## [EXTRAIT FOURNI]
____
L’un des axiomes de la méthode est que les utilisateurs pilotes sont en avance sur les tendances. Mais quelle est la tendance ? Pour le savoir, l’équipe doit parler avec les experts du terrain qu’elles explorent, des experts ayant une vision large des technologies émergentes et des applications de pointes dans le secteur étudié.

Phase 3 : l’identification des lead users

L’équipe commence maintenant un travail de réseau pour identifier les utilisateurs à l’avant-garde du marché cible et des marchés qui lui sont liés. Elle collecte les informations qui permettront d’identifier des innovations particulièrement prometteuses et les idées conduisant au développement de produits innovants. En se fondant sur ce qu’elle apprend, elle commence à donner une première forme à des suggestions de produit, puis à évoluer le potentiel économique de ces concepts ainsi que leur adéquation aux intérêt de l’entreprise.

Pour Eric von Hippel, les usages sont intrinsèquement liés à des contextes d’utilisation propres. Ils « collent » à des conditions particulières d’utilisation, à des comportements et des pratiques très personnels émanant des usagers. Autrement dit, chaque contexte situationnel induit des usages très spécifiques. C’est la raison pour laquelle il est si important que les interactions que l’on engage avec des usagers pour faire de la co-création se déroulent dans la vraie vie ou, à tout le moins dans des contextes les plus proches possibles de celle-ci : c’est là qu’entrent en jeu des approches novatrices comme celles de living labs ou de virtualité immersive.

Eric von Hippel parle de stickiness pour décrire ces liaisons étroites entre usages et contextes. On pourrait traduire stickiness par adhérence. Le glissement sémantique qui nous mène de l’adhésion à l’adhérence, pourrait se poursuivre et nous amener à dire un mot sur la notion connexe d’adhésivité.

A ce propos, formulons juste le souhait que la nécessaire adhérence liant usages et contextes ne soit malgré tout pas trop… adhésive. En forme de clin d’œil à Eric von Hippel qui a beaucoup travaillé pour 3M, faisons en sorte que cette adhérence soit analogue à celle des Post-It, symboles de brainstorming : une adhérence repositionnable, de façon à pouvoir trouver des pistes créatives d’innovation à partir du repérage d’usages émergents.
____
## [ENREGISTREMENTS EXTRAITS]
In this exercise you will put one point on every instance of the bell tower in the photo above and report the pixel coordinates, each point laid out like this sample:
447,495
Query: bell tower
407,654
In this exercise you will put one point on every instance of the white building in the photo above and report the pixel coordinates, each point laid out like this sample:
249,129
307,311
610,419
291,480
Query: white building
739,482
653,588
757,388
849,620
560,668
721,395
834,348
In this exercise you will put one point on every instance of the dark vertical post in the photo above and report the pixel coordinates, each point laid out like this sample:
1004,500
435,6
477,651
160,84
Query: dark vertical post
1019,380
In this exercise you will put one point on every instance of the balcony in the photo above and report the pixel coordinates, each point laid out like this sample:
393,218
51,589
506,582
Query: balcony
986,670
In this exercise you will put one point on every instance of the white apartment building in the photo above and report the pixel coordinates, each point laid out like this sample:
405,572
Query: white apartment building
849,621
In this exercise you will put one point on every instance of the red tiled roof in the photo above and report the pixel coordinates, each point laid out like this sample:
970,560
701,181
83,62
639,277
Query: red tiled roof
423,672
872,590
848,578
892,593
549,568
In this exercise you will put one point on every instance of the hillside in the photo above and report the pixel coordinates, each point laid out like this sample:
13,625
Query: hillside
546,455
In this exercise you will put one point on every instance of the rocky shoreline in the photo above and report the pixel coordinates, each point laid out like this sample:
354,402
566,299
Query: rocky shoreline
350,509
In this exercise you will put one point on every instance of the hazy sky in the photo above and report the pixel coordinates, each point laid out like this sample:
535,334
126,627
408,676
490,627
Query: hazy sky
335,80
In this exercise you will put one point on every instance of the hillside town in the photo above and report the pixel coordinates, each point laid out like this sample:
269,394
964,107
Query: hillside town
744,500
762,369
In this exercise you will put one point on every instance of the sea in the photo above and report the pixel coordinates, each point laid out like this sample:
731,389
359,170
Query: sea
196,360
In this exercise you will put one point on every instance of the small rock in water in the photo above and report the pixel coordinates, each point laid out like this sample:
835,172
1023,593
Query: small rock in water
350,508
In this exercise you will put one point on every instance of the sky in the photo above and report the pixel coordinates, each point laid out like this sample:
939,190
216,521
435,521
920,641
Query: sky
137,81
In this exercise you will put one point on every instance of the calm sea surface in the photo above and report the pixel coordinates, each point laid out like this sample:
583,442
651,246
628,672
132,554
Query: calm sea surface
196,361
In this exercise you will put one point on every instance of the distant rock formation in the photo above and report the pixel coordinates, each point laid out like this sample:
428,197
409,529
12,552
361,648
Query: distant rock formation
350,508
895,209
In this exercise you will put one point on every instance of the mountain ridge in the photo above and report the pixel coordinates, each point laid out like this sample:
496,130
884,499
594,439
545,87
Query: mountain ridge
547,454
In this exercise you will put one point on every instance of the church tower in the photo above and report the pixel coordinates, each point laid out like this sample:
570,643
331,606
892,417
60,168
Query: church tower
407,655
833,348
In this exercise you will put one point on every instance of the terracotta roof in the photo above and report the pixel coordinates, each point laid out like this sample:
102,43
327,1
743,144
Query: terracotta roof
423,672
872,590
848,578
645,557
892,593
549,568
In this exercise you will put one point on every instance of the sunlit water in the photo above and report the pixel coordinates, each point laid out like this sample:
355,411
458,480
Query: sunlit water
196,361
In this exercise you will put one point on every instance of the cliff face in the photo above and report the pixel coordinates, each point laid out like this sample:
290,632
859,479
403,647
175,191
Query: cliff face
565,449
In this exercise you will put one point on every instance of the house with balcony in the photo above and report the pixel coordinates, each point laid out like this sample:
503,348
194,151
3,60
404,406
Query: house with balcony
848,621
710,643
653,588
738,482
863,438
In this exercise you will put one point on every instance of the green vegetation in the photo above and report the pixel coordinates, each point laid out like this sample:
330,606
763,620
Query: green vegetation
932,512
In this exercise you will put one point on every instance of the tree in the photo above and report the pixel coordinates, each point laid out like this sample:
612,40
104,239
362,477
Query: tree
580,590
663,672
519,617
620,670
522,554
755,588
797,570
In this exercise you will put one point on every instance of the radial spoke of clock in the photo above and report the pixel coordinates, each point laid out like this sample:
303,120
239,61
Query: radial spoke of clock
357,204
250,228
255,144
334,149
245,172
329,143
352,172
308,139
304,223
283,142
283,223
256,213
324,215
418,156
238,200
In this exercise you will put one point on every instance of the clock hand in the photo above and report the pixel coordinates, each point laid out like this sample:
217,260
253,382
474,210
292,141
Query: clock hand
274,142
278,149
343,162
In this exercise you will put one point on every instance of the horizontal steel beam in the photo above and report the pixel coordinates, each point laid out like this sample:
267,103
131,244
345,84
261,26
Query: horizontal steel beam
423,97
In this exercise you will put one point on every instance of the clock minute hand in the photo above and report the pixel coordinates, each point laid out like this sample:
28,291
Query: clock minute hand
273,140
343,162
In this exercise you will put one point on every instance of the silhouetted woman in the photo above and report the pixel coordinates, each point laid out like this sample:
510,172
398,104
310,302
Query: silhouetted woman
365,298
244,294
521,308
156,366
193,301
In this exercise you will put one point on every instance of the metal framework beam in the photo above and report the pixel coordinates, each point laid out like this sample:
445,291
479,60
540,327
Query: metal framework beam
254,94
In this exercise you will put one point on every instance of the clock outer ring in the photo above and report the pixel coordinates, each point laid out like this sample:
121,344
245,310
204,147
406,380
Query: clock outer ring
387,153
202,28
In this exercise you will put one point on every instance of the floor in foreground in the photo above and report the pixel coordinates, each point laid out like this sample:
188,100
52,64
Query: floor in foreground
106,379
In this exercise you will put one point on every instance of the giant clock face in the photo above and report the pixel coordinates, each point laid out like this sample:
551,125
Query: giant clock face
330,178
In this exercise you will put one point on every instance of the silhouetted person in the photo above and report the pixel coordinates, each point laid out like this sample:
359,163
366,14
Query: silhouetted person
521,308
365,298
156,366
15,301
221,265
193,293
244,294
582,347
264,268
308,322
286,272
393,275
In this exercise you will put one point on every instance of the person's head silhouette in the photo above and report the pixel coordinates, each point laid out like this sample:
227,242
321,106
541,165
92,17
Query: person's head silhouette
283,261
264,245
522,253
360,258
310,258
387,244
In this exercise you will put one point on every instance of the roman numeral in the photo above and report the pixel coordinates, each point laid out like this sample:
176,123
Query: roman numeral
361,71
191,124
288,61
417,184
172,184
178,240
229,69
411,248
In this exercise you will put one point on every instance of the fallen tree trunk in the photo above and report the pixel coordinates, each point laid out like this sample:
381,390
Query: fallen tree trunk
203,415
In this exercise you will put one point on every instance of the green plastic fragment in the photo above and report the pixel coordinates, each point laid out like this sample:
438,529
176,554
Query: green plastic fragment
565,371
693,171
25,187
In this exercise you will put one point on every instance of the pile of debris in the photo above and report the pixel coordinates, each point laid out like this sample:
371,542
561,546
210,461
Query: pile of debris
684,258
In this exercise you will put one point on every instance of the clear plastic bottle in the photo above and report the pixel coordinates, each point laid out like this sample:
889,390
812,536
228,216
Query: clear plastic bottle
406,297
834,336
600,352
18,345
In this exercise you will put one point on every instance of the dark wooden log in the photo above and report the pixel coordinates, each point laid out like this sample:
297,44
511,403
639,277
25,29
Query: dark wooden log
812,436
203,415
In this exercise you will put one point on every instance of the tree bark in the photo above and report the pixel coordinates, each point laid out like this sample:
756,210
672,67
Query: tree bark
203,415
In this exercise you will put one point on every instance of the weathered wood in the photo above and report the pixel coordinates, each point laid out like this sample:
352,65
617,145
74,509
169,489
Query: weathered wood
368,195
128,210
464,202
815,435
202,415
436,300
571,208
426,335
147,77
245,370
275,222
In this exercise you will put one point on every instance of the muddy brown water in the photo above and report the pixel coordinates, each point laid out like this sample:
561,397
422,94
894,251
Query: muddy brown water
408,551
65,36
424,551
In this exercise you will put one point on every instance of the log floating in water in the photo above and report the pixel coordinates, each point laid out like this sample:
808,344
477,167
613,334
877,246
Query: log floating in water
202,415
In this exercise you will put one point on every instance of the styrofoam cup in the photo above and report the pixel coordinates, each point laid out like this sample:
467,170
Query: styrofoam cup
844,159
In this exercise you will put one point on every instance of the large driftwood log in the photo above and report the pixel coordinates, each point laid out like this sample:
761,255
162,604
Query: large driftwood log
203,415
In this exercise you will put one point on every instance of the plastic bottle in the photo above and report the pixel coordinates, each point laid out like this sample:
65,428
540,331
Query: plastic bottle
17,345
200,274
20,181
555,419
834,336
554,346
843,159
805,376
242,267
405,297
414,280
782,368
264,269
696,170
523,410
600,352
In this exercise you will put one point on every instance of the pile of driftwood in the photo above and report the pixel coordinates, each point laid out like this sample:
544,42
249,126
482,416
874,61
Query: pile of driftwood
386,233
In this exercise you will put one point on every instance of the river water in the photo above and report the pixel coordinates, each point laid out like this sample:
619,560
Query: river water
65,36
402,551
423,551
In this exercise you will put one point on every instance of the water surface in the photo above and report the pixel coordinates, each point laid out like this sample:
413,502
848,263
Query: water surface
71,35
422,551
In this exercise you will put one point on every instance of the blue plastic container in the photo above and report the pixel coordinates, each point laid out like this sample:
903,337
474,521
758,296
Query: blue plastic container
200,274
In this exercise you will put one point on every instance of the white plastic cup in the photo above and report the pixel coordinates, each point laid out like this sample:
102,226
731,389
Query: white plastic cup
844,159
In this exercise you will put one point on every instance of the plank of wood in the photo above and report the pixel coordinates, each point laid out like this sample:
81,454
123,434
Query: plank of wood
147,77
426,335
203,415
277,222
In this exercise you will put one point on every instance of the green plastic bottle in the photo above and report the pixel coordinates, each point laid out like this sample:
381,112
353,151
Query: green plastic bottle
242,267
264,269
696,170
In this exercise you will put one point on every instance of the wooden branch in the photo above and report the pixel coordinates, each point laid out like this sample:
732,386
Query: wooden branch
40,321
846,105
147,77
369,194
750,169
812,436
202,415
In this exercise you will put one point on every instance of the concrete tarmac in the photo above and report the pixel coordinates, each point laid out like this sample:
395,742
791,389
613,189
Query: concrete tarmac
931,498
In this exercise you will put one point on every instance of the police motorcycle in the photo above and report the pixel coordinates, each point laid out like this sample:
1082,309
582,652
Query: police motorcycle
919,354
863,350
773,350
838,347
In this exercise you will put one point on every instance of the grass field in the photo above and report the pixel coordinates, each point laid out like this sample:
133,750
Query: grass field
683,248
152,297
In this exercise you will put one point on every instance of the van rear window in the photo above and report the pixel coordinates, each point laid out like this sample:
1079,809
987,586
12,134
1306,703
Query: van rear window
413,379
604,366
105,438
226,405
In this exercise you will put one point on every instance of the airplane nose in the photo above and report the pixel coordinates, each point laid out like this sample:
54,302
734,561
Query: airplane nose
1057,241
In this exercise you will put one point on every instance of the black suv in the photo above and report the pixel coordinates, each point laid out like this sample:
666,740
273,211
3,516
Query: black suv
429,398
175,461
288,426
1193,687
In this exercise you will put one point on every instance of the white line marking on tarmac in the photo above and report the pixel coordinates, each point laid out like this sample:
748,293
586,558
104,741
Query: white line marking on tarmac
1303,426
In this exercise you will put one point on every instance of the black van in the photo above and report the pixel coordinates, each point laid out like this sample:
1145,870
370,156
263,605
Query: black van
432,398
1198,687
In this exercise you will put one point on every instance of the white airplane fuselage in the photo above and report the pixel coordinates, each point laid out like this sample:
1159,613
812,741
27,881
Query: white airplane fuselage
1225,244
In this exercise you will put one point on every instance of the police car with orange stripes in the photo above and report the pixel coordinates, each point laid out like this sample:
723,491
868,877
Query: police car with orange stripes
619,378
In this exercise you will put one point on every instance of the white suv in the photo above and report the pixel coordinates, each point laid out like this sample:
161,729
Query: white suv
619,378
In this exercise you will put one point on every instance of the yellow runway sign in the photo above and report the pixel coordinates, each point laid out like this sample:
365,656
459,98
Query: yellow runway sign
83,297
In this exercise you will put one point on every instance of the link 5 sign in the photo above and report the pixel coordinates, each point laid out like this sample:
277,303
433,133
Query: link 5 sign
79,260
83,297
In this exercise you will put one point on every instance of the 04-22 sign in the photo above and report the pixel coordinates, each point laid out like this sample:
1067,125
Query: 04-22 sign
____
## [CONSIGNES DE L'EXERCICE]
Répondez à ces questions d'après l'extrait fourni sur la méthode des lead users :
(a) Avec qui l'équipe doit-elle parler pour connaître la tendance ?
(b) Quel mot Eric von Hippel emploie-t-il pour décrire les liaisons étroites entre usages et contextes ?
(c) Pour quelle entreprise Eric von Hippel a-t-il beaucoup travaillé ?
Pour répondre, servez-vous uniquement de l'extrait fourni.

## [RÉPONSE ATTENDUE]
(a) Avec des experts du terrain exploré, qui ont une vision large des technologies émergentes.
(b) Il emploie le mot stickiness.
(c) Il a beaucoup travaillé pour 3M.